It’s the end of the first, remarkable day at University of Mary Washington’s Faculty Academy 2007. Hearing Gardner Campbell, Alan Levine, Laura Blankenship, Steve Greenlaw and the inimitable Jim Groom –for starters– present, share stories, and converse–well, it’s been an inspiring day. And as a result I’m almost ready to explore Twitter and get back into Second Life, this time with a voice.
I’ll blog my talk and my responses to other talks when I can (I have several other talks and workshops nipping at the heels of this one, so I’ll be a day or two in the posting, I’m sure.)
But for now–here are some materials for my Day Two Workshop:
Abstract
Twenty-First Century Entrances and Exits: Planning for the Crucial First and Last Weeks of the Web 2.0 Semester
It’s one thing to understand why we need to integrate Web 2.0 practices into our teaching; it’s another to do so gracefully and effectively within a semester system. How do we actually move into and then out of courses that take advantage of a full range of teaching and learning spaces, technologies and relationships? Do we start students out on course blogs and/or wikis the first day or do we start out in traditional reading and responding and move slowly into more innovative practices? How do we pull in RSS and tagging, multimedia composing and sharing? Do we take time to run technology workshops for our students? How much time? How and when do we weave in the core subject matter? How do we prepare our students for the freefall experience of the first weeks of this kind of classroom?

(Given information)
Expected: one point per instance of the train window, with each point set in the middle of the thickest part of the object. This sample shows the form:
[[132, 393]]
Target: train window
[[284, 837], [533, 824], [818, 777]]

(Exercises)
**a.** Translate this sentence from the Faculty Academy 2007 post into Spanish: "Do we take time to run technology workshops for our students?"
**b.** In the Faculty Academy 2007 post, what is the title of the Day Two Workshop?
**c.** Extend the Faculty Academy 2007 post, starting right after its final sentence about the workshop abstract.

(Answers to the exercise)
**a.** ¿Dedicamos tiempo a impartir talleres de tecnología para nuestros estudiantes?

**b.** Twenty-First Century Entrances and Exits: Planning for the Crucial First and Last Weeks of the Web 2.0 Semester

**c.**
In this workshop we’ll take a good look at the opening two weeks of our courses, exploring exercises that build a strong learning community based on reciprocal apprenticeships while introducing students to the kinds of technology they’ll be using, and immersing them in the heart of our subject matter. We’ll also consider the end of the semester and how we help students move beyond the confines of the course through self-evaluation, hypertext reflection, and an old Russian custom.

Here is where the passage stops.